Bekenntnis zu „leeren Kirchen“
Mit dem Erlös der verkauften Kirchenkunst ist eine von der Obrigkeit organisierte Armenfürsorge geplant. Zwingli schreibt: „Du sollst das Geld, das man für die Bilderverehrung auslegt, für die Armen verwenden!“ Die Organisation der Bilderkritik hat für die Zürcher Reformation demnach nicht nur theologische, sondern auch soziale und politische Konsequenzen. Während einerseits theologisch gegen den Katholizismus und das Luthertum Stellung bezogen wird, hat man andererseits das Fürsorgesystem stützen können. Die damit verbundenen Enteignungsmaßnahmen haben überdies zur Festigung des religiösen und politischen Machtanspruchs geführt. Die religiöse Kontrolle über die Bilder ist zusehends zu einer staatlichen Angelegenheit geworden. Die Festigung der Reformation in Zürich führt dazu, dass die Bevölkerung das Bilderverbot nicht nur als religiöses Bekenntnis befolgt. Zunehmend kommt eine politische Dimension hinzu: Als erster reformierter Ort der Eidgenossenschaft muss sich Zürich mit dem Bekenntnis zu „leeren“ Kirchen auch politisch von seinen Nachbarn abgrenzen.

### AUFGABENSTELLUNG
Fasse den Text über die Zürcher Bilderkritik in zwei Sätzen zusammen.

(Annotationsdaten zur Objekterkennung)
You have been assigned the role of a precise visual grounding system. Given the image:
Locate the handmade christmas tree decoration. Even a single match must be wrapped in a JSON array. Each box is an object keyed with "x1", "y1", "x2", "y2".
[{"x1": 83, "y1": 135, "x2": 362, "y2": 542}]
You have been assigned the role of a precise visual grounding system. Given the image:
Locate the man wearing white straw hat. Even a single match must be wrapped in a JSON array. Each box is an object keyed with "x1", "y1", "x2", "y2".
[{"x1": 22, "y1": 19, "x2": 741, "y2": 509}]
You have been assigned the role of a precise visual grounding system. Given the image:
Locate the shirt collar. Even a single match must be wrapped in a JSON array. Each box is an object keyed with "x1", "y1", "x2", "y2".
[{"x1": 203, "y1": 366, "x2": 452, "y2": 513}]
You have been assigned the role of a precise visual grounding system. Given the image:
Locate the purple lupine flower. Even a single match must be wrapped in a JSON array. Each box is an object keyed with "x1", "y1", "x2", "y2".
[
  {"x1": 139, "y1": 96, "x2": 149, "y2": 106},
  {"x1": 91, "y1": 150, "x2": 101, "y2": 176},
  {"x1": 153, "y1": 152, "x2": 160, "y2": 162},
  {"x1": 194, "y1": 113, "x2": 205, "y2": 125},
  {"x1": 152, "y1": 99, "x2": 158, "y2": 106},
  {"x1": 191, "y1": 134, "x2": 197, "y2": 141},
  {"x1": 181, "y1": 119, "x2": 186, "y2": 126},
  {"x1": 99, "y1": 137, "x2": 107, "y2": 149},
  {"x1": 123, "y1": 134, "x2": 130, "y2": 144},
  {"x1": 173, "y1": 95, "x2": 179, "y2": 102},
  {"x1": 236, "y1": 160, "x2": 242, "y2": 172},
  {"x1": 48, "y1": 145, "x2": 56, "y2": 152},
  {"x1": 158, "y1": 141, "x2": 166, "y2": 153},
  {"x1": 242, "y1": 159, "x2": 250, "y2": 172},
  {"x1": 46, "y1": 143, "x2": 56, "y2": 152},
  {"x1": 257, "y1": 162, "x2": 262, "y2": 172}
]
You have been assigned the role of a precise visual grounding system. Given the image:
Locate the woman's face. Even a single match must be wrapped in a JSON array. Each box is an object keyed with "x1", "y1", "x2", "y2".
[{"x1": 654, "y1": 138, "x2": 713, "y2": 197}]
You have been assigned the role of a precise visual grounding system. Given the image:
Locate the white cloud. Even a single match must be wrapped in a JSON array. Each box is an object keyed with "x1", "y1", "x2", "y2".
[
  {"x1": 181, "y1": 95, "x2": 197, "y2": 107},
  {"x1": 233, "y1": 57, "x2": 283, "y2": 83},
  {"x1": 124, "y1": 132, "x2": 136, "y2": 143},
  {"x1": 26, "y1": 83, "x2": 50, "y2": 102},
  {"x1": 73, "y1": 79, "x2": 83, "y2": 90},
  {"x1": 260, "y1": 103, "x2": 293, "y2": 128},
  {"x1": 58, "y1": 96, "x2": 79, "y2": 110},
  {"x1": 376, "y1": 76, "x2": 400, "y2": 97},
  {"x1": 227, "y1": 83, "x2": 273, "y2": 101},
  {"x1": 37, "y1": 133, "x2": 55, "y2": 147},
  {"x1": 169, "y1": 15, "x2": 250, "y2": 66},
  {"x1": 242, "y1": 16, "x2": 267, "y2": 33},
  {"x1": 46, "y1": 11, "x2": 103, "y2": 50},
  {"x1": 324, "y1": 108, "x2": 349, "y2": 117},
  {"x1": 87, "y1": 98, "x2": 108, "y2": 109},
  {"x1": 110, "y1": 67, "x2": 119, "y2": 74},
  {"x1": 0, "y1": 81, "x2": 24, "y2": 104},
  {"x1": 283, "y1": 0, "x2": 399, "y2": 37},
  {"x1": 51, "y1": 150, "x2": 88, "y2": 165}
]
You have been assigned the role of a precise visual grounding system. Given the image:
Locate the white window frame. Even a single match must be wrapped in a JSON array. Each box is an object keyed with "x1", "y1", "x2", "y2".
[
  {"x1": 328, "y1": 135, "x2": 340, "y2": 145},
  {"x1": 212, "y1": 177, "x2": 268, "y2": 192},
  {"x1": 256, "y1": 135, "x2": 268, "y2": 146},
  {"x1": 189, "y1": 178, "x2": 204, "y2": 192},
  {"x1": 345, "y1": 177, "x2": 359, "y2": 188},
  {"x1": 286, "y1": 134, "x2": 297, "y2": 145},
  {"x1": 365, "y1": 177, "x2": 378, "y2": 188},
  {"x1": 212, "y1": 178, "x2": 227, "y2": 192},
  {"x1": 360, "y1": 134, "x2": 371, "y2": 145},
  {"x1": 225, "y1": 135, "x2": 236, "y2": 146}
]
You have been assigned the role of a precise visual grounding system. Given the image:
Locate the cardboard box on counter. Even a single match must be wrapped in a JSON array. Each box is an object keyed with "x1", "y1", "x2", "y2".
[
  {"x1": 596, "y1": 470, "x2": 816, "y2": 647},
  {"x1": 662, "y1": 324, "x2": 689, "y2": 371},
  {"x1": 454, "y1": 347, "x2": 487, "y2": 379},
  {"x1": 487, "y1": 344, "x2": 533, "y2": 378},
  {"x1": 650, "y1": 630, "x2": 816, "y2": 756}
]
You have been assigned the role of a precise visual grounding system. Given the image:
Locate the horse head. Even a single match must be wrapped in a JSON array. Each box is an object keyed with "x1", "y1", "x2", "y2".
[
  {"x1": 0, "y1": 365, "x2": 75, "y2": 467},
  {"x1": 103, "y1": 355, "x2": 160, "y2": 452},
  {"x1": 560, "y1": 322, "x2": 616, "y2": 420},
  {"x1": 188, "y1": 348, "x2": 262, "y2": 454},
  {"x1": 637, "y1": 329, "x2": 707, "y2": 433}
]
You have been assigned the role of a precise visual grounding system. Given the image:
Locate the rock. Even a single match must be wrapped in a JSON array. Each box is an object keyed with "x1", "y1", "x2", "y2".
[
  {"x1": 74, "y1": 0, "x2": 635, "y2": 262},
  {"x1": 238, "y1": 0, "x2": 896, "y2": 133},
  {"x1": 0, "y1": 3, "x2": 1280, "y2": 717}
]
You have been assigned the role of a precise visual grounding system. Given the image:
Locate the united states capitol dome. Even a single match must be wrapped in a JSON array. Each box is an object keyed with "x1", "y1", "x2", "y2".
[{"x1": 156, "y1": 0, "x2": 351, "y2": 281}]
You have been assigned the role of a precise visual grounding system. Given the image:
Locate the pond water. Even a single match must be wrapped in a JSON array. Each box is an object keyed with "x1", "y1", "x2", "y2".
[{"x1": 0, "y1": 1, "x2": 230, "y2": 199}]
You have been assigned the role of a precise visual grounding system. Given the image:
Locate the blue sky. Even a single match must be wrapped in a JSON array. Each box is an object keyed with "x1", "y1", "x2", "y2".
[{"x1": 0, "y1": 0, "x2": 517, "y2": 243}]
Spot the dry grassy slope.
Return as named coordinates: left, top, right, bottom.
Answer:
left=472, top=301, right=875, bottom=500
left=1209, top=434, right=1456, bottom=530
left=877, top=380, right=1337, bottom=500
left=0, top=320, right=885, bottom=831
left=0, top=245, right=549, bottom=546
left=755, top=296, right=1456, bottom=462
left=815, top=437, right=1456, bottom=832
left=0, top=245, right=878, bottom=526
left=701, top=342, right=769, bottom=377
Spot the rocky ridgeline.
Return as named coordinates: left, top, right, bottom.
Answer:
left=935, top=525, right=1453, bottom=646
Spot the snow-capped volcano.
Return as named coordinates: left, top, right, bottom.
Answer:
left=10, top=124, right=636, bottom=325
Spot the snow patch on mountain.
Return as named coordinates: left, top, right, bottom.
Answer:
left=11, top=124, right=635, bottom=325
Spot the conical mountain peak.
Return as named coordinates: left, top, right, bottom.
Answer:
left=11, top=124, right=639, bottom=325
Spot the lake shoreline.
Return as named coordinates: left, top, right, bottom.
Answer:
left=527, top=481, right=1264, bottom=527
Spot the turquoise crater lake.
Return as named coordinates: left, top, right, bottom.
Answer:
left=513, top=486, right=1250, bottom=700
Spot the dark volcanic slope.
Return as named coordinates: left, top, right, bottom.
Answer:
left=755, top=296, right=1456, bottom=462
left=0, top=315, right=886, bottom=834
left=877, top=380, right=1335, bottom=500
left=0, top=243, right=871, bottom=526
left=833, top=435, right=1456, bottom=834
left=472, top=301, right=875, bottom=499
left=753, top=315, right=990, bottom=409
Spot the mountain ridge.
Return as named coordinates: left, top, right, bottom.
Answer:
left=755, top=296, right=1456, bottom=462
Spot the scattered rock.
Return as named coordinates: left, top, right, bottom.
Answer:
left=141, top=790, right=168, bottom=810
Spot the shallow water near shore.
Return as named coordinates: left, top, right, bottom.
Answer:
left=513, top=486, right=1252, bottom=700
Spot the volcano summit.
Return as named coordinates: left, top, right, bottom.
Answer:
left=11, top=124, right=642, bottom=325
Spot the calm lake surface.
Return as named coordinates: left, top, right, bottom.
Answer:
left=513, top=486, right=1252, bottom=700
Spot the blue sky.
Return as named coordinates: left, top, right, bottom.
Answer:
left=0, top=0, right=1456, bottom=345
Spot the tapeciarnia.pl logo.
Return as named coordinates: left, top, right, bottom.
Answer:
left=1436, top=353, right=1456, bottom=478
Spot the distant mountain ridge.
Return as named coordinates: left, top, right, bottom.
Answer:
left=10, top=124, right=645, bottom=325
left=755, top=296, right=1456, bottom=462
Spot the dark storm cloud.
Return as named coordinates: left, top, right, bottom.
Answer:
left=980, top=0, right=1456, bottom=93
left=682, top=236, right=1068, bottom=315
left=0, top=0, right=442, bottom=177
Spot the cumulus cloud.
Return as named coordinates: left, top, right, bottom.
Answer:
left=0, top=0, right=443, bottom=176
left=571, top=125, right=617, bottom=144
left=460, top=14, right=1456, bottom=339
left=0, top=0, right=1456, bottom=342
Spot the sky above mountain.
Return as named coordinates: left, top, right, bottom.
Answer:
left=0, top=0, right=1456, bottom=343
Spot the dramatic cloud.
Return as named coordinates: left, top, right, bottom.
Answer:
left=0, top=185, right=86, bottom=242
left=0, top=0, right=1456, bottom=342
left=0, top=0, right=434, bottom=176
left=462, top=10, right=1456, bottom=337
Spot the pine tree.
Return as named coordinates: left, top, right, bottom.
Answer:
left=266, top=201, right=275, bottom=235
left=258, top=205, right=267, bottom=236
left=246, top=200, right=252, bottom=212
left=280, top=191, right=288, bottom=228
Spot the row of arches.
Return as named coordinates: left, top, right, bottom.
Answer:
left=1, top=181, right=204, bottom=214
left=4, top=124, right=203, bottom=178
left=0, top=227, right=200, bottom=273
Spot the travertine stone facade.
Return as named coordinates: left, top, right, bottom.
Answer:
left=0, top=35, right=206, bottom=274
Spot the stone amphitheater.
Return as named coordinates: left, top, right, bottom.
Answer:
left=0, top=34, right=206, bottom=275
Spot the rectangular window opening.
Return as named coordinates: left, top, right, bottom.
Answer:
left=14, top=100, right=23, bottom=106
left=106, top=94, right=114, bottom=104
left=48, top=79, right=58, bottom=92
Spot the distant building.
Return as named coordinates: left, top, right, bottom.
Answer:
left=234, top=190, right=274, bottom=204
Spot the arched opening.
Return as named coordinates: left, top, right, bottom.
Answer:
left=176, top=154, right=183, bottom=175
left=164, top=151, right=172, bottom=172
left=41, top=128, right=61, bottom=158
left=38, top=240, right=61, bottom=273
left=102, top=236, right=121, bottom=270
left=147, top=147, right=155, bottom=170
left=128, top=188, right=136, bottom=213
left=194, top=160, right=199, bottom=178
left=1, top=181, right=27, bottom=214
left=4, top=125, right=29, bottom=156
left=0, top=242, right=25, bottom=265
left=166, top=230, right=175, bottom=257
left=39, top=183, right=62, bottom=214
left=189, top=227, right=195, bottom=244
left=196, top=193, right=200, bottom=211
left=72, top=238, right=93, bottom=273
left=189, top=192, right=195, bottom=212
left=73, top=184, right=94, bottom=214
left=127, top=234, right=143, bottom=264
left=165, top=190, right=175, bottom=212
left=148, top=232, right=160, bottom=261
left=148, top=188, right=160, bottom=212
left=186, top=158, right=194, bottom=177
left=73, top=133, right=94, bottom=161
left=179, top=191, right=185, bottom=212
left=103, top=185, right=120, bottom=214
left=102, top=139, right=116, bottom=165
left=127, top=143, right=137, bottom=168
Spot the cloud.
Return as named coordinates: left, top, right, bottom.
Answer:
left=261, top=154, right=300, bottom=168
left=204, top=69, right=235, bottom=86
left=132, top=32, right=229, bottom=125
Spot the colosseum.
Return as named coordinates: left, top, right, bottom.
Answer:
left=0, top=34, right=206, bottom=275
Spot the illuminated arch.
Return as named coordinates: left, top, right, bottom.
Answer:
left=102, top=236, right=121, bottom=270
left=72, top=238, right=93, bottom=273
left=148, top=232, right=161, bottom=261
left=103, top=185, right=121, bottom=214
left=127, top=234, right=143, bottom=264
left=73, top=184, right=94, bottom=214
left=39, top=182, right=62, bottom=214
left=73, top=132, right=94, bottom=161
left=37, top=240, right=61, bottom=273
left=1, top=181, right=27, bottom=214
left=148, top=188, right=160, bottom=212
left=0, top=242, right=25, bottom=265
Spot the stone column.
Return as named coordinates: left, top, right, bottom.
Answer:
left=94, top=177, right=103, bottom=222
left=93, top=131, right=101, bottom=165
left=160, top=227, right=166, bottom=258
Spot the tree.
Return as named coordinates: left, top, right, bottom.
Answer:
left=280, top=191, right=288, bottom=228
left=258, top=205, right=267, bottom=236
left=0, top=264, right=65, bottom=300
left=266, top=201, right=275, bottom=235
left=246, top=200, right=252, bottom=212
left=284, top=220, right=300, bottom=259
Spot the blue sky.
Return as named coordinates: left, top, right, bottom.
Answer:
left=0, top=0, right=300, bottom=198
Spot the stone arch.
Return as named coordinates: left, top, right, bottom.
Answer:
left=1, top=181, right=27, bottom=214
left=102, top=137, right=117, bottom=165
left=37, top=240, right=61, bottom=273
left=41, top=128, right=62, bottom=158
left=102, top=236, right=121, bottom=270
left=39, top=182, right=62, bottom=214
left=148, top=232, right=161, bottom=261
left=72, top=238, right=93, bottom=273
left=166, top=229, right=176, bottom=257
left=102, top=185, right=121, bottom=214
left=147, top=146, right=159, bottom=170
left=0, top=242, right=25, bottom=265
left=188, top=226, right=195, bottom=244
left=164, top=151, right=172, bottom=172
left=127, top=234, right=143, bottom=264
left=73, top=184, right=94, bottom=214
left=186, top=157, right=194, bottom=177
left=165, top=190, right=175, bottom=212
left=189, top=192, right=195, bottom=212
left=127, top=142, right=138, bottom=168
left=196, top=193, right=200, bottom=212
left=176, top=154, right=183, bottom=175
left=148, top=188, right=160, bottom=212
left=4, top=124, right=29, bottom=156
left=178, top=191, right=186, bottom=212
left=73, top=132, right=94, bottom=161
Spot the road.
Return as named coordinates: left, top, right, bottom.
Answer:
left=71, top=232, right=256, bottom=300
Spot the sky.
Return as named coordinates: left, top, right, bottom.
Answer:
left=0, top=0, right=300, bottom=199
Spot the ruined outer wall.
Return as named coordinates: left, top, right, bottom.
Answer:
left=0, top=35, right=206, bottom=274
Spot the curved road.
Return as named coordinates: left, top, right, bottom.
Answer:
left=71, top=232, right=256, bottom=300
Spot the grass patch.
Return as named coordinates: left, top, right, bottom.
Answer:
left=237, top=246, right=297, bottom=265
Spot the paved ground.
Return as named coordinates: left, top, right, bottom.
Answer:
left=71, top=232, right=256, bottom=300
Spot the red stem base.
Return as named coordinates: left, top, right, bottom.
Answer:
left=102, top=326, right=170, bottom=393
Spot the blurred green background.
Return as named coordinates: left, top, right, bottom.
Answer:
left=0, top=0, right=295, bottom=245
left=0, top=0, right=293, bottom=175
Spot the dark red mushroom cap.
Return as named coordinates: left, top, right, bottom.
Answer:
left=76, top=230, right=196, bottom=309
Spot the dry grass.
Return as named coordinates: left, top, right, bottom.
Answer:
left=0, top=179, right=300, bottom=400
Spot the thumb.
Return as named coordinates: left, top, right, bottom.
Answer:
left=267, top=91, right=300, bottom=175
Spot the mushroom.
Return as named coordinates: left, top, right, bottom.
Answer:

### LÖSUNG
Der Erlös aus verkaufter Kirchenkunst soll in eine von der Obrigkeit organisierte Armenfürsorge fließen, weshalb die Bilderkritik der Zürcher Reformation neben theologischen auch soziale und politische Folgen hat. Die Kontrolle über die Bilder wird zunehmend zur staatlichen Angelegenheit, und als erster reformierter Ort der Eidgenossenschaft muss sich Zürich mit dem Bekenntnis zu „leeren“ Kirchen auch politisch von seinen Nachbarn abgrenzen.